Annotation data for picture regions
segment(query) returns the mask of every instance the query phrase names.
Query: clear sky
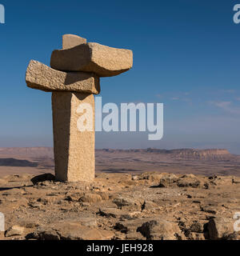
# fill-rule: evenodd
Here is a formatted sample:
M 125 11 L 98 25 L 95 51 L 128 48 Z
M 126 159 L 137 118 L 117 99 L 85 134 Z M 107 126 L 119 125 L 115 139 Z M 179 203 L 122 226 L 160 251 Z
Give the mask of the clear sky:
M 161 102 L 164 138 L 97 133 L 97 148 L 226 148 L 240 154 L 240 0 L 0 0 L 0 147 L 52 146 L 50 94 L 29 89 L 64 34 L 131 49 L 134 68 L 101 79 L 103 103 Z

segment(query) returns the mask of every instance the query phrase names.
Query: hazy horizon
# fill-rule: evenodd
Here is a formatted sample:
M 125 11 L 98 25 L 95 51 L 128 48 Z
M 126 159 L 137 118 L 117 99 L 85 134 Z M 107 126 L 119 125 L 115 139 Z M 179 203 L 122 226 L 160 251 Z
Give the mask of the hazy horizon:
M 74 34 L 134 52 L 131 70 L 101 79 L 103 104 L 164 103 L 162 140 L 97 132 L 96 148 L 226 148 L 240 154 L 234 1 L 1 3 L 0 147 L 53 146 L 51 95 L 27 88 L 25 74 L 30 59 L 49 65 L 62 35 Z

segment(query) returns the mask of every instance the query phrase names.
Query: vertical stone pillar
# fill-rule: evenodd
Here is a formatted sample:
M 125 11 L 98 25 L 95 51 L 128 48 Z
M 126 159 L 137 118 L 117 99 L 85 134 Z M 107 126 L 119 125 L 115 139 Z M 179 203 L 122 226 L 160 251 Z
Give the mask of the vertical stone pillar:
M 77 126 L 82 103 L 93 109 L 94 94 L 54 92 L 52 94 L 55 175 L 60 181 L 92 181 L 95 170 L 95 132 L 79 131 Z
M 81 37 L 65 34 L 62 49 L 52 53 L 50 66 L 30 61 L 26 82 L 30 88 L 52 92 L 56 179 L 92 181 L 95 171 L 94 94 L 100 93 L 99 78 L 115 76 L 131 69 L 133 52 L 88 43 Z M 84 107 L 80 111 L 81 104 Z M 86 126 L 82 114 L 87 119 Z

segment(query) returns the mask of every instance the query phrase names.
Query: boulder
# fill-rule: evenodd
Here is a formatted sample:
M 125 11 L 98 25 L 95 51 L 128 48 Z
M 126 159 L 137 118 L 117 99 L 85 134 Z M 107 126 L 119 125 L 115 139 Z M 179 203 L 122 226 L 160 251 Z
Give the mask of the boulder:
M 69 49 L 82 43 L 86 43 L 86 39 L 75 34 L 63 34 L 62 49 Z
M 143 223 L 137 229 L 147 240 L 178 240 L 181 230 L 177 224 L 164 219 L 155 219 Z
M 39 182 L 43 182 L 46 181 L 54 181 L 55 180 L 55 176 L 51 174 L 44 174 L 41 175 L 38 175 L 34 177 L 31 179 L 31 182 L 33 182 L 34 185 L 36 185 Z
M 27 67 L 26 82 L 28 87 L 46 92 L 100 93 L 99 78 L 94 74 L 58 71 L 33 60 Z
M 12 237 L 12 236 L 21 236 L 24 233 L 25 228 L 20 226 L 13 226 L 10 229 L 8 229 L 6 233 L 6 237 Z
M 238 234 L 234 230 L 234 220 L 224 217 L 211 218 L 207 224 L 209 238 L 210 240 L 234 239 Z
M 111 77 L 132 67 L 133 52 L 89 42 L 70 49 L 54 50 L 50 66 L 65 72 L 92 72 L 99 77 Z

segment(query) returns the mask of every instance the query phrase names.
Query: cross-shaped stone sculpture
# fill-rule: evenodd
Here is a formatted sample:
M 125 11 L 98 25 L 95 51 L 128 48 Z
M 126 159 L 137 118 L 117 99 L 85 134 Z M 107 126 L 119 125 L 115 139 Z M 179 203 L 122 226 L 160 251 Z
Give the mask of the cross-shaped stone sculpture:
M 94 112 L 94 94 L 100 77 L 111 77 L 133 66 L 130 50 L 116 49 L 73 34 L 62 37 L 62 50 L 54 50 L 51 68 L 30 61 L 26 74 L 29 87 L 52 92 L 55 176 L 59 181 L 92 181 L 95 176 L 95 132 L 77 127 L 80 104 Z M 92 115 L 94 127 L 94 113 Z

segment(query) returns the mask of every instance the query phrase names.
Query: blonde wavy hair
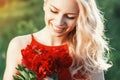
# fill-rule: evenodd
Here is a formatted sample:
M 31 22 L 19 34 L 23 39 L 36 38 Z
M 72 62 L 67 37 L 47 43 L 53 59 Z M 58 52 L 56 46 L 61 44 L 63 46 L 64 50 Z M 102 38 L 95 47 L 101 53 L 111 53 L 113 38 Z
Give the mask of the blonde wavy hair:
M 107 64 L 109 48 L 104 35 L 104 19 L 95 1 L 76 1 L 79 16 L 75 29 L 68 35 L 69 51 L 73 58 L 70 70 L 72 75 L 79 71 L 85 79 L 92 72 L 107 70 L 111 64 Z
M 73 58 L 71 74 L 79 72 L 82 80 L 89 80 L 92 72 L 107 70 L 109 48 L 104 35 L 104 18 L 94 0 L 76 0 L 79 16 L 76 27 L 68 34 L 69 52 Z M 44 0 L 44 3 L 47 0 Z M 106 54 L 105 54 L 106 53 Z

*DIRECTIONS*: Count the lines in the items above that contain the string "sculpture". Reply with the number only.

*REPLY TO THE EXERCISE*: 2